But we want to know how each variable is related to others. First, we want to know the distribution of annual income of each gender.
boxplot(Annual.Income..k..~Gender,data=df,ylab = "Annual Income (in thousand)",col=c("lightskyblue","lightseagreen"))
From the boxplot, there is not many difference between the annual income distribution of male or female, where annual income of male is slightly higher than the opponents.
In Mall Customer dataset, we have the Spending score variable is the score(out of 100) given to a customer by the mall authorities, based on the money spent and the behavior of the customer.This is necessary for group segmentation of the mall. Usually, not the high-income individuals have the good behavior during their shopping at mall. We will analyze the relationship between age and spending score, or annual income and spending score.
library("ggplot2") # Load ggplot2 package
## Warning: package 'ggplot2' was built under R version 4.2.2
library("GGally")
## Warning: package 'GGally' was built under R version 4.2.2
## Registered S3 method overwritten by 'GGally':
## method from
## +.gg ggplot2
data<-df[,c(3,4,5)]
group<-df[,2]
ggpairs(data,ggplot2::aes(colour=group))
From the scatter plot and its correlation coefficient, we see that there are very week relationship(closes to 0) between age, spending score and annual income. There is only correlation coefficient between spending score and age is -0.3, indicates that there is a weak negative correlation, It shows that the higher the spending score, the lower the age. Therefore, we expect that younger people could be a favorite segmentation of the mall since they not only pay much for products but also well-behavior during their shopping compared to the older customers.
After analyzing data, the mall authorities want to separate their customers into multiple potential groups. Based on the analysis and also scatter plot, we want to segment customer groups by two variables, the annual income and the spending score. This two variables can form different groups, such as a group who have the high annual income and also spend a lot of money for mall products. Therefore, we will apply cluster analysis to solve this problem.
The first method can be implemented is partitioning clustering.
Partition is the most common and simplest type of clustering technique.
In this partitioning technique, dataset is divided into k exclusive
groups or clusters. In partitioning methods, algorithm assigns the
observations into k partitions (k ≤ n). The clusters is formed based on
the distance, where the observations in the same cluster are “similar”,
and they are far “dissimilar” to observations in other clusters.
Partition technique has different methods, but we will use K-means methods for our analysis today. The most difficult part of K-means is choosing the optimal numbers of k clusters. In this problem, I will introduce 3 methods to find the optimal number of clusters.

* What you need to do:
a. Do these statements agree with the mall customer analysis? Give yes or no for each, with the deciding words quoted from it. (i) The spending score is given out of 100. (ii) Female customers have slightly higher annual income than male customers. (iii) The correlation coefficient between spending score and age is -0.3.
b. Which two variables does the mall customer analysis choose for segmenting customer groups?
c. Please write the next part of the mall customer analysis, starting after its final sentence.

* Dataset entries:
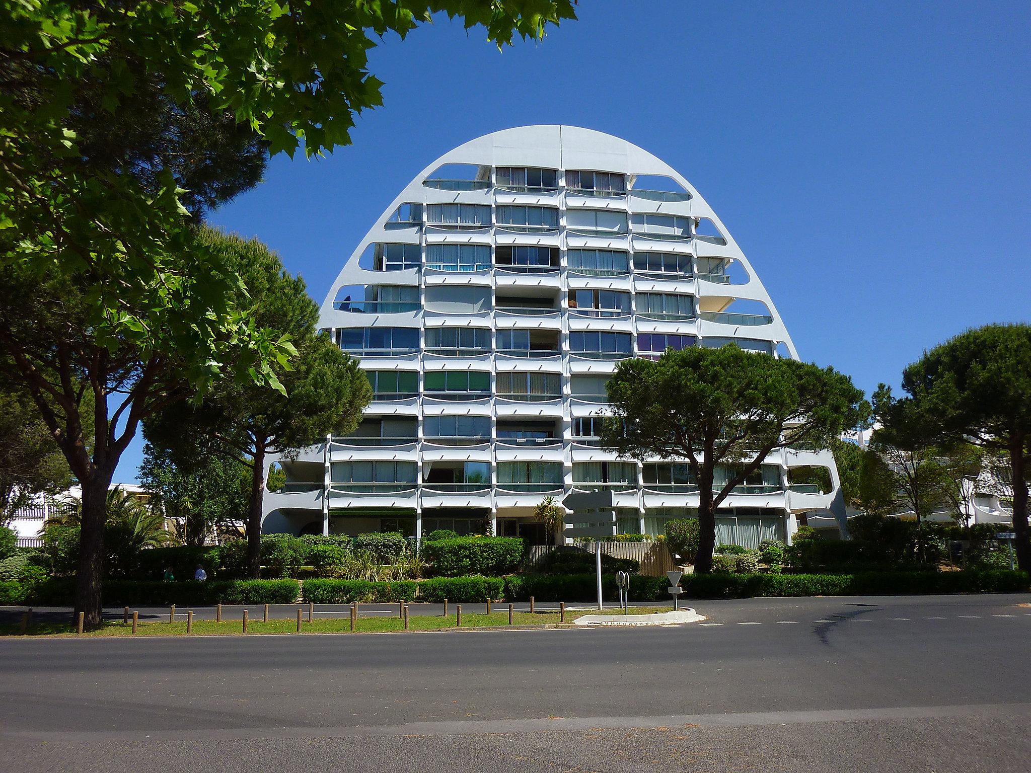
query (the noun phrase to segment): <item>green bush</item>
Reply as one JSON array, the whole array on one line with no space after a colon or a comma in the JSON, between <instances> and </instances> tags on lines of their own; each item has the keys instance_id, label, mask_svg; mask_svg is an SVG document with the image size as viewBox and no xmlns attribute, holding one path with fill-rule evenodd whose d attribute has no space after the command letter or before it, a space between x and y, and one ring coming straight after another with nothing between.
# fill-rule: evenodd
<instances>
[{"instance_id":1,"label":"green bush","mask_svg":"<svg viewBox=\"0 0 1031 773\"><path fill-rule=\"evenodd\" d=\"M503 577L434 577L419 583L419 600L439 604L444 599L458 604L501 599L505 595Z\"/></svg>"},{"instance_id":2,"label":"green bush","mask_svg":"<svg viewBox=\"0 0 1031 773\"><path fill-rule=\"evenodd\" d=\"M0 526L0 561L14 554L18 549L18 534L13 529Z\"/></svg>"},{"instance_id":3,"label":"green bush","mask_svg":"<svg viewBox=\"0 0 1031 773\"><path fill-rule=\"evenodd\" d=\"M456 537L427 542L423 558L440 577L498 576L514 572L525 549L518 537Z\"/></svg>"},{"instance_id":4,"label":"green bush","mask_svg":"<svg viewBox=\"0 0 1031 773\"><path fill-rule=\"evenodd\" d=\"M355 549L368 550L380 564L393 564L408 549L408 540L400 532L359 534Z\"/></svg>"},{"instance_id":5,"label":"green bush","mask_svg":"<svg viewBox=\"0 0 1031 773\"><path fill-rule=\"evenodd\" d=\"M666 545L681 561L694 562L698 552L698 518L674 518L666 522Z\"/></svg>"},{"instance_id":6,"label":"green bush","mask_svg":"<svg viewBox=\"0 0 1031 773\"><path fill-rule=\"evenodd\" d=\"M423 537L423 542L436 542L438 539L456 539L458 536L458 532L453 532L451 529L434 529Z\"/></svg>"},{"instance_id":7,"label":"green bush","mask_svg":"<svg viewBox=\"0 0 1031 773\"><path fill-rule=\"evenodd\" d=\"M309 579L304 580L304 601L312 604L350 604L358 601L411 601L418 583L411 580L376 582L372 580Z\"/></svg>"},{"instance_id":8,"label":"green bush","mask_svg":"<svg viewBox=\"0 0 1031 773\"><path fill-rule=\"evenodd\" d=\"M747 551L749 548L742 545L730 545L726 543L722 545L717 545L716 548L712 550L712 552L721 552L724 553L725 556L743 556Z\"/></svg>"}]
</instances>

* Answers to the problems:
a.
(i) Yes: "the score(out of 100) given to a customer by the mall authorities"
(ii) No: "annual income of male is slightly higher than the opponents"
(iii) Yes: "There is only correlation coefficient between spending score and age is -0.3"

b. The annual income and the spending score.

c.
We will use direct methods: consists of optimizing a criterion, such as the within cluster sums of squares or the average silhouette. The corresponding methods are named elbow and silhouette methods, respectively.
And statistical testing methods: consists of comparing evidence against null hypothesis. An example is the gap statistic.
library(factoextra)
## Warning: package 'factoextra' was built under R version 4.2.2
## Welcome! Want to learn more? See two factoextra-related books at https://goo.gl/ve3WBa
library(NbClust)
# Elbow method
fviz_nbclust(df[,4:5], kmeans, method = "wss") +
geom_vline(xintercept = 4, linetype = 2)+
labs(subtitle = "Elbow method")
# Silhouette method
fviz_nbclust(df[,4:5], kmeans, method = "silhouette")+
labs(subtitle = "Silhouette method")
#Gap statistic method
set.seed(123)
fviz_nbclust(df[,4:5], kmeans, nstart = 25, method = "gap_stat", nboot = 50)+
labs(subtitle = "Gap statistic method")
The elbow methods suggests 4 is the optimal numbers.
The silhouette method suggests 6 is the optimal numbers.
The gap statistic method suggests 1 is the optimal numbers.
From the results above, and also from the scatter plot, I decide to choose 5 as the possible clusters for analysis.
set.seed(27)
kmean_model <- kmeans(df[,4:5], 5, nstart = 30)
fviz_cluster(kmean_model, data = df[,4:5],
ellipse.type = "euclid", # Concentration ellipse
star.plot = TRUE, # Add segments from centroids to items
repel = TRUE, # Avoid label overplotting (slow)
ggtheme = theme_minimal()
) + scale_fill_discrete(labels=c("Spendthrift", "Target", "Careful",'General','Miser'))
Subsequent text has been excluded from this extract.